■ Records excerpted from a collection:
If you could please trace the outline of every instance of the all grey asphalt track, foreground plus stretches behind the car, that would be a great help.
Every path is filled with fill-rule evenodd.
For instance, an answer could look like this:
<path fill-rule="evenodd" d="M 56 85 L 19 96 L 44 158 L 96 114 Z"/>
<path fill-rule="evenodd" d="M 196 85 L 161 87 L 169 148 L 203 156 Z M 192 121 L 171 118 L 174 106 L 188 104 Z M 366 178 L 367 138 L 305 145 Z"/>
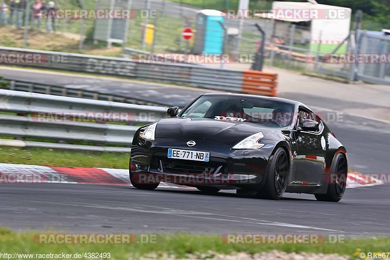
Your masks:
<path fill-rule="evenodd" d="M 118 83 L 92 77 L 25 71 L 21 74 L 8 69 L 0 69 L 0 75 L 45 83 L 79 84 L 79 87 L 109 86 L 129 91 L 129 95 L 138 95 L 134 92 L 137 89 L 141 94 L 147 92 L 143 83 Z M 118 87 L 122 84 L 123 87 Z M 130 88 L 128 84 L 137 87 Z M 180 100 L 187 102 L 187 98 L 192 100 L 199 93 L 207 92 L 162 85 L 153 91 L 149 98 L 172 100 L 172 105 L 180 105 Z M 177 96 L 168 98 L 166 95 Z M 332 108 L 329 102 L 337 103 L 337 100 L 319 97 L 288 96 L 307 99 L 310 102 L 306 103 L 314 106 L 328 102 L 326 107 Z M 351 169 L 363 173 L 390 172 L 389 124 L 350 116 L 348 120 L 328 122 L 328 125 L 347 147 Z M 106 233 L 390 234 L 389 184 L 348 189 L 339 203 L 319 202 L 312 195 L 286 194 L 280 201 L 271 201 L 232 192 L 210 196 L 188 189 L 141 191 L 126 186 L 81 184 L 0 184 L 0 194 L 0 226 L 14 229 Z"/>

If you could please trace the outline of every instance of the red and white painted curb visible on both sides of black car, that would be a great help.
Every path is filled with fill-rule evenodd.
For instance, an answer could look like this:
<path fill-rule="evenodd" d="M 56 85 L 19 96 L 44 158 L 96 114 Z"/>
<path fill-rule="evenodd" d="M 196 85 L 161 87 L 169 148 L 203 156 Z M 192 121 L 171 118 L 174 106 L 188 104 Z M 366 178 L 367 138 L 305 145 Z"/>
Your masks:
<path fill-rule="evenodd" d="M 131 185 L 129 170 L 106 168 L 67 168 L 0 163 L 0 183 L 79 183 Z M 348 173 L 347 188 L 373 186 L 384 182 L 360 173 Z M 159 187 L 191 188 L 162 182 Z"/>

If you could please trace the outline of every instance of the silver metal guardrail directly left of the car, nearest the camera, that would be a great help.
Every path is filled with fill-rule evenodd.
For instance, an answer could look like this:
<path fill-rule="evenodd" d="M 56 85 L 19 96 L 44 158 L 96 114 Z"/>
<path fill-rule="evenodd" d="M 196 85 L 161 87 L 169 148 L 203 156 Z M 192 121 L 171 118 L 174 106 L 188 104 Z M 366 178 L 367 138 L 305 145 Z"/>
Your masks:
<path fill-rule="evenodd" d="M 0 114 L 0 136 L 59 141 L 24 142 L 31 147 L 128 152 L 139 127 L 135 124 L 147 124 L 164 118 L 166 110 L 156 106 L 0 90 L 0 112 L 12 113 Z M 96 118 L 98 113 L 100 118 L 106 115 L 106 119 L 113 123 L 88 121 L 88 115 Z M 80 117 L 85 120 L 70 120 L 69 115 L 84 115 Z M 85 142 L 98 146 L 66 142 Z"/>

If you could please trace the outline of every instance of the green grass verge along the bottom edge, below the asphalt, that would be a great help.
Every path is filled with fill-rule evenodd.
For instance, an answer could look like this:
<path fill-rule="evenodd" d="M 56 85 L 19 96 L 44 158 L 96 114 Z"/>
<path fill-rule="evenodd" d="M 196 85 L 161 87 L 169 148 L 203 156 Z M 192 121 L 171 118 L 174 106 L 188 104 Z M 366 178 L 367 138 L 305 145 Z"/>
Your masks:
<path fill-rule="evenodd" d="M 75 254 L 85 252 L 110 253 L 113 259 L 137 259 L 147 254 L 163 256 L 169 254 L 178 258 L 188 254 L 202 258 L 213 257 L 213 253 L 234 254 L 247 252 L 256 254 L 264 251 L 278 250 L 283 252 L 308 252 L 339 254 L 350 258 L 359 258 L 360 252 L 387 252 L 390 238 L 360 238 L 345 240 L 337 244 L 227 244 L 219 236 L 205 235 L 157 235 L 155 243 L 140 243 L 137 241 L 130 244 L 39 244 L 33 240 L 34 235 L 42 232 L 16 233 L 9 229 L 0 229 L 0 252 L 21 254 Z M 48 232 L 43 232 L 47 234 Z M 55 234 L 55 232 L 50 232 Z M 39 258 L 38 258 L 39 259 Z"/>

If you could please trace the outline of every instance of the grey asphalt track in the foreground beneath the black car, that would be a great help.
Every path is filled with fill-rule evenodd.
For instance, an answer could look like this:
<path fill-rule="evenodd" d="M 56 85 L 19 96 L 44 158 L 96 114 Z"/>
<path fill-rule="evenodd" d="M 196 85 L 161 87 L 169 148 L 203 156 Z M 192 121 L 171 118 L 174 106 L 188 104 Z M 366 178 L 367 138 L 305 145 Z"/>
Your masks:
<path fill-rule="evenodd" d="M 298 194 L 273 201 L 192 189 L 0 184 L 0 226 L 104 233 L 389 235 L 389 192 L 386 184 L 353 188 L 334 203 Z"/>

---

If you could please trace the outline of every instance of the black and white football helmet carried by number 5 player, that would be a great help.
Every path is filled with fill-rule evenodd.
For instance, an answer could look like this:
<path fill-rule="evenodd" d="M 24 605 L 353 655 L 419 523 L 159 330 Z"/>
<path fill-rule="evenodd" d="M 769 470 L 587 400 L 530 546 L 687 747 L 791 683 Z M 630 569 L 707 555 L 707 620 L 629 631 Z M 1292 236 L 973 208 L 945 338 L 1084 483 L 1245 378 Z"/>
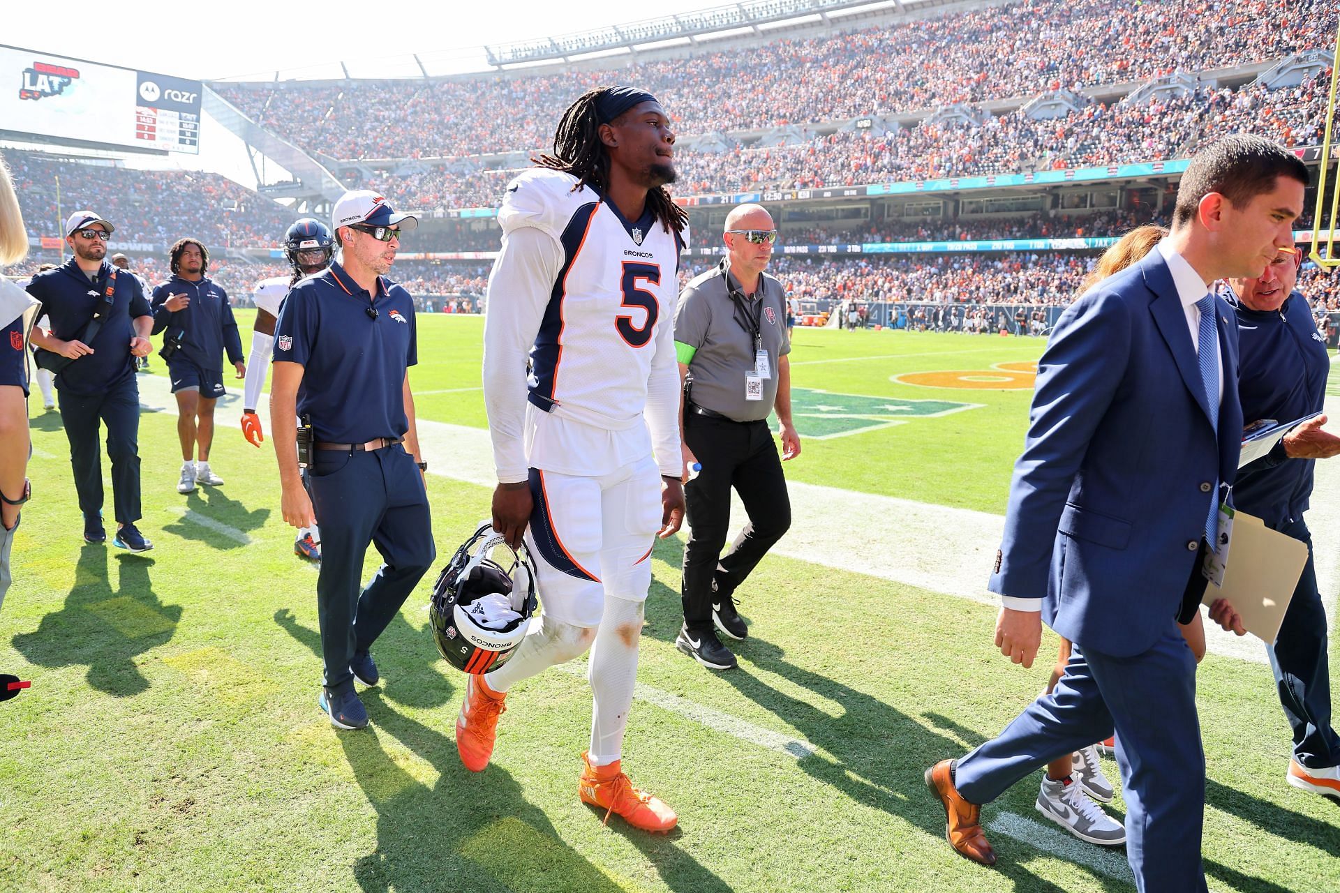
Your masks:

==

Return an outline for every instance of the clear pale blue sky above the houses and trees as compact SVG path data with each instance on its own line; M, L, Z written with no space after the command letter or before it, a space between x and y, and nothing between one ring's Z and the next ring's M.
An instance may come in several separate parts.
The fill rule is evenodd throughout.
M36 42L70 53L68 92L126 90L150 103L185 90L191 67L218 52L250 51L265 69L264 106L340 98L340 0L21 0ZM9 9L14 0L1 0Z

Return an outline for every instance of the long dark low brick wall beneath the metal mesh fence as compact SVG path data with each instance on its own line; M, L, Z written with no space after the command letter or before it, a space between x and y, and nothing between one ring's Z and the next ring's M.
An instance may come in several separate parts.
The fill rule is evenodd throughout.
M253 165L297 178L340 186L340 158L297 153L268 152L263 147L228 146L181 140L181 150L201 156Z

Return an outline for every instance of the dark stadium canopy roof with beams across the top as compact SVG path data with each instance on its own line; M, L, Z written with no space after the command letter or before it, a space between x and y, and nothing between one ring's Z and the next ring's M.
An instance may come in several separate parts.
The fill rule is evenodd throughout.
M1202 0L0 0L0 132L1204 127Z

■ WORK INSTRUCTIONS:
Given the entries above, count how many lines include the word "asphalt"; respond with the number only.

■ SOLUTION TO THE PROBLEM:
3